WRITTEN PROBLEM 1. Write out the review of The 1975's second album below, word for word.

TEXT.
----------------

"Fame requires every kind of excess. I mean true fame, a devouring neon, not the somber renown of waning statesmen or chinless kings. I mean long journeys across gray space. I mean danger, the edge of every void, the circumstance of one man imparting an erotic terror to the dreams of the republic. Understand the man who must inhabit these extreme regions, monstrous and vulval, damp with memories of violation. Even if half-mad he is absorbed into the public's total madness; even if fully rational, a bureaucrat in hell, a secret genius of survival, he is sure to be destroyed by the public's contempt for survivors. Fame, this special kind, feeds itself on outrage, on what the counselors of lesser men would consider bad publicity - hysteria in limousines, knife fights in the audience, bizarre litigation, treachery, pandemonium and drugs..."
And so begins Don Delillo's incredible novella Great Jones Street. It's a killer paragraph that came to mind when listening to the second album by The 1975. Not just because its cover features a neon sign, and their nonsense title that would make any prog-lovin' Fiona Apple fan wince (seems as wry and silly as some of those Godspeed ones, to me).
You'll likely only be wincing at it if everything you know about The 1975 is by reputation: that they’ve got a fanbase rivalled only by One Direction (and they’re sort of The Rolling Stones to 1D’s less-edgy Beatles), and that their peacock of a singer says things in interviews that are so ridiculous that it seems the only media training he’s ever had involved meeting Noel Gallagher in a lift. Perhaps you're grimacing at the title because you're a #REALMUSIC fan, who has heard some of their garish Duran Duran-meets-Panic at the Disco pop bangerz. But oh! how wonderfully garish it all is. And oh! they’re so exciting, interesting and oh! what a much-needed band they are.

----------------

WRITTEN PROBLEM 2. Please repeat the records below word for word, covering everything from their first line down to the line that contains "top-left (402, 203), bottom-right (423, 213)", both ends included, and leave the pictures out of your answer.

DATASET RECORDS.
----------------

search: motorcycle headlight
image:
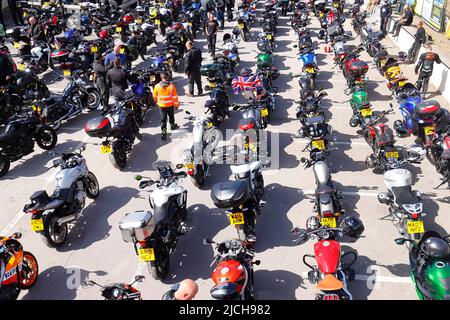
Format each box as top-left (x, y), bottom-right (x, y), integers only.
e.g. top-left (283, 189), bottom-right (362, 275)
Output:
top-left (402, 203), bottom-right (423, 213)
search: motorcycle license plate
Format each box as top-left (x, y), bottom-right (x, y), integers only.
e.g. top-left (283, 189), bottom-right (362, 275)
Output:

----------------

WRITTEN RESPONSE 1.
"Fame requires every kind of excess. I mean true fame, a devouring neon, not the somber renown of waning statesmen or chinless kings. I mean long journeys across gray space. I mean danger, the edge of every void, the circumstance of one man imparting an erotic terror to the dreams of the republic. Understand the man who must inhabit these extreme regions, monstrous and vulval, damp with memories of violation. Even if half-mad he is absorbed into the public's total madness; even if fully rational, a bureaucrat in hell, a secret genius of survival, he is sure to be destroyed by the public's contempt for survivors. Fame, this special kind, feeds itself on outrage, on what the counselors of lesser men would consider bad publicity - hysteria in limousines, knife fights in the audience, bizarre litigation, treachery, pandemonium and drugs..."
And so begins Don Delillo's incredible novella Great Jones Street. It's a killer paragraph that came to mind when listening to the second album by The 1975. Not just because its cover features a neon sign, and their nonsense title that would make any prog-lovin' Fiona Apple fan wince (seems as wry and silly as some of those Godspeed ones, to me).
You'll likely only be wincing at it if everything you know about The 1975 is by reputation: that they’ve got a fanbase rivalled only by One Direction (and they’re sort of The Rolling Stones to 1D’s less-edgy Beatles), and that their peacock of a singer says things in interviews that are so ridiculous that it seems the only media training he’s ever had involved meeting Noel Gallagher in a lift. Perhaps you're grimacing at the title because you're a #REALMUSIC fan, who has heard some of their garish Duran Duran-meets-Panic at the Disco pop bangerz. But oh! how wonderfully garish it all is. And oh! they’re so exciting, interesting and oh! what a much-needed band they are.

WRITTEN RESPONSE 2.
search: motorcycle headlight
image:
Format each box as top-left (x, y), bottom-right (x, y), integers only.
e.g. top-left (283, 189), bottom-right (362, 275)
Output:
top-left (402, 203), bottom-right (423, 213)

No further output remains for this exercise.